Set every entry down again exactly, excluding any pictures.
- - - -
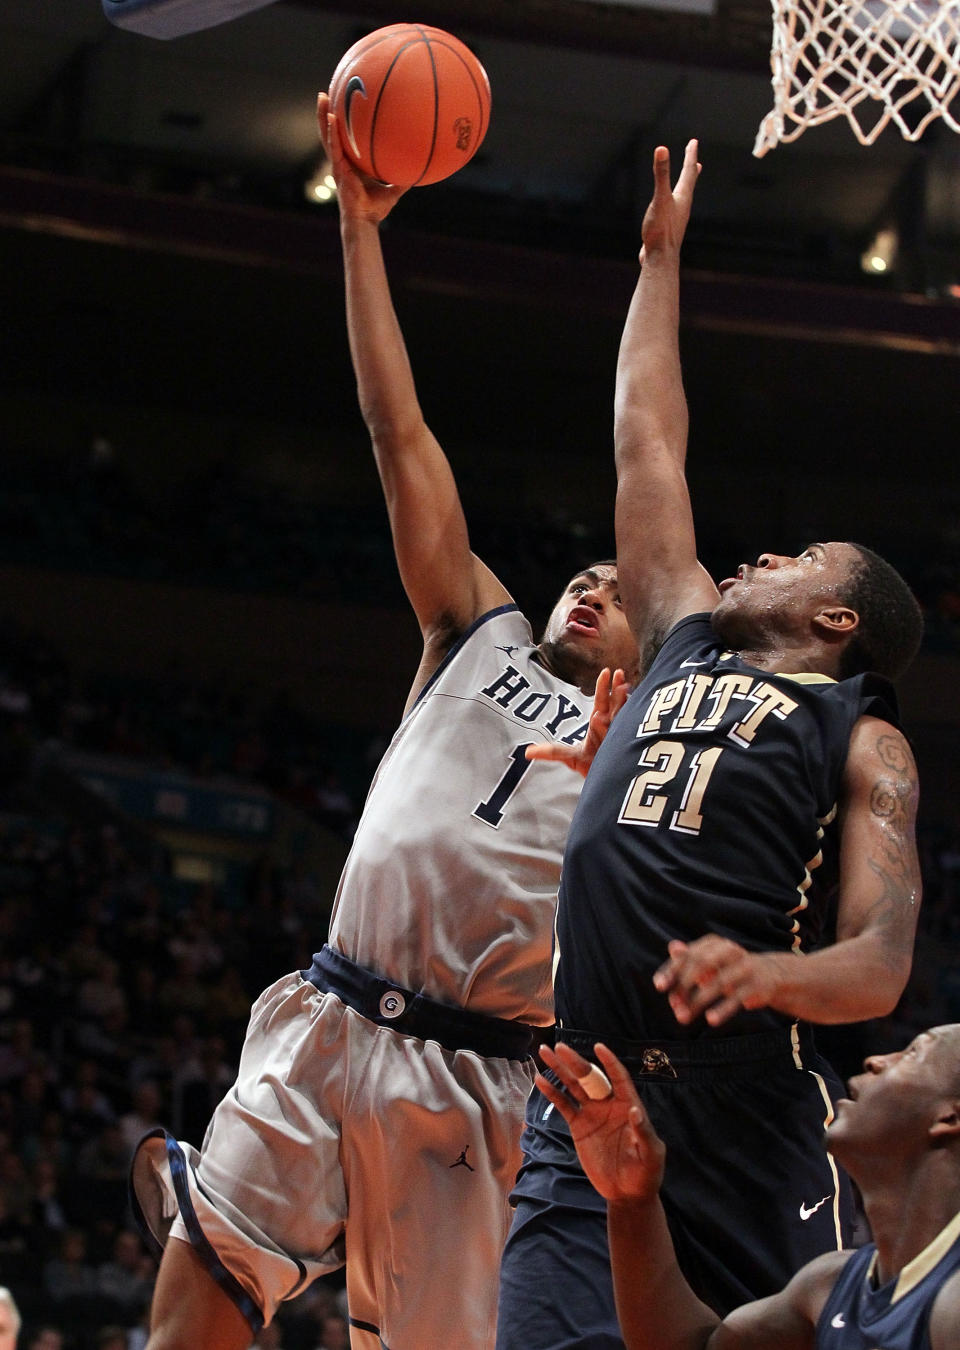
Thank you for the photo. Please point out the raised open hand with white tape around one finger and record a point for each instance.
(619, 1150)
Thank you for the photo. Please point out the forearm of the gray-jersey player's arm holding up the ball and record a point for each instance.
(385, 384)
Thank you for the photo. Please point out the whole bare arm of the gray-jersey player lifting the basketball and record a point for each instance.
(448, 587)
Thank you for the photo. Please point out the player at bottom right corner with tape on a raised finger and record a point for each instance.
(899, 1136)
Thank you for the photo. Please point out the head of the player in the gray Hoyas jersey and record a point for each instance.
(588, 630)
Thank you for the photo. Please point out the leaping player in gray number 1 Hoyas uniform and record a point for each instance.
(380, 1097)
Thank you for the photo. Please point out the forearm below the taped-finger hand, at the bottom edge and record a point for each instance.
(657, 1307)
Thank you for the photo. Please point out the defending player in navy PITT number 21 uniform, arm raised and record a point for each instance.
(757, 767)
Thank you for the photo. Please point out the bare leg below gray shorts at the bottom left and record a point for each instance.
(191, 1310)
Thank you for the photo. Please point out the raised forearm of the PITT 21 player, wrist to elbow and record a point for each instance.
(650, 407)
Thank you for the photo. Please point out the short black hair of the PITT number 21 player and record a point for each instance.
(892, 622)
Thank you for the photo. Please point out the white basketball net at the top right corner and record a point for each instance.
(870, 61)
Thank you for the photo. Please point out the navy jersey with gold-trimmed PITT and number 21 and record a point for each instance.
(710, 809)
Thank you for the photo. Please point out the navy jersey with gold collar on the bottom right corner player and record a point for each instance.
(896, 1316)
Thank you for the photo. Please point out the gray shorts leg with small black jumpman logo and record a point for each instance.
(430, 1158)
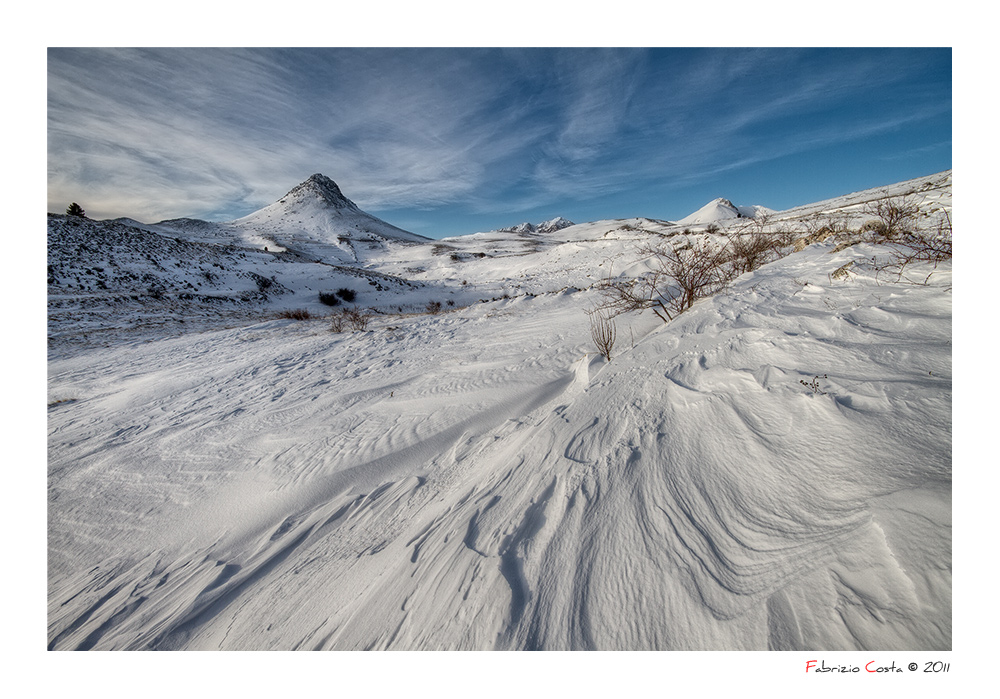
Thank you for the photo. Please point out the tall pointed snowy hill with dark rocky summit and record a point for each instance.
(317, 219)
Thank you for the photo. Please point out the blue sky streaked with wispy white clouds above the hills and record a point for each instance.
(451, 141)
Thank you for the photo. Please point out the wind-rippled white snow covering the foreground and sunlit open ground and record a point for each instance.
(481, 479)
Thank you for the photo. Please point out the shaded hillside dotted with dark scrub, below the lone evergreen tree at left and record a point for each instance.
(110, 281)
- - - -
ANSWER FOR THE TASK:
Thank you for the photo. Please point out the raised open hand with white tape around one finger and record a point for each instance.
(619, 1150)
Thank you for the photo. Please point out the forearm of the gray-jersey player's arm holding up the ball and record a point for each instance.
(385, 384)
Thank you for the photo. Please point out the whole bare arm of the gray-jersey player lifting the basketball and record a point for each instance.
(448, 587)
Thank you for the photo. Please point out the player at bottom right corner with tape on a raised finger and record a point for each instance.
(899, 1136)
Thank you for the photo. Please point out the head of the player in the gray Hoyas jersey and record a point for each instance.
(588, 630)
Thank you for the photo. Please point out the leaping player in gray number 1 Hoyas uniform and record a point for each instance.
(380, 1097)
Thank you for the photo. Please point out the forearm below the taped-finger hand, at the bottom edge and record a point for each instance.
(657, 1307)
Thank you for the photo. Please point out the defending player in navy PITT number 21 uniform, arm raised and record a point for each instance.
(757, 767)
Thank you for the photo. Please point out the bare leg below gray shorts at the bottom left and record a point for each instance.
(191, 1310)
Thank you for the photo. Please point out the raised forearm of the PITT 21 player, wrist to elbow and record a point for each instance.
(650, 407)
Thank you for the photo. Please point out the short black hair of the PITT number 21 player and record a point for each instance.
(892, 622)
Thank you for the photo. Please point out the white basketball net at the top right corner and record a point for each instance.
(870, 61)
Thank you for the photo. Please point out the navy jersey with gold-trimmed PITT and number 21 and record a point for each instance.
(710, 809)
Thank you for the photo. Please point out the navy jersey with gold collar on the bottom right corner player and record a point for each instance.
(896, 1316)
Thank you for the photo. Please point out the gray shorts leg with small black jumpman logo and record a point for each instance.
(430, 1158)
Thank you for the photo. Please point out the tall pointed snowy hill with dark rocky summit and record a point for each instance.
(317, 219)
Thank you for the photo. Please point out the blue sky streaked with wispy white clouds above the hills and record a point for each instance.
(451, 141)
Thank you for the photo. Please point out the wind-rippled white snow covering the foreground and sunlit open ground and record a point for each instance.
(481, 479)
Thank you for the photo. Please point out the shaded hillside dotted with dark scrub, below the lone evergreen tree at left and record a point for each instance.
(110, 281)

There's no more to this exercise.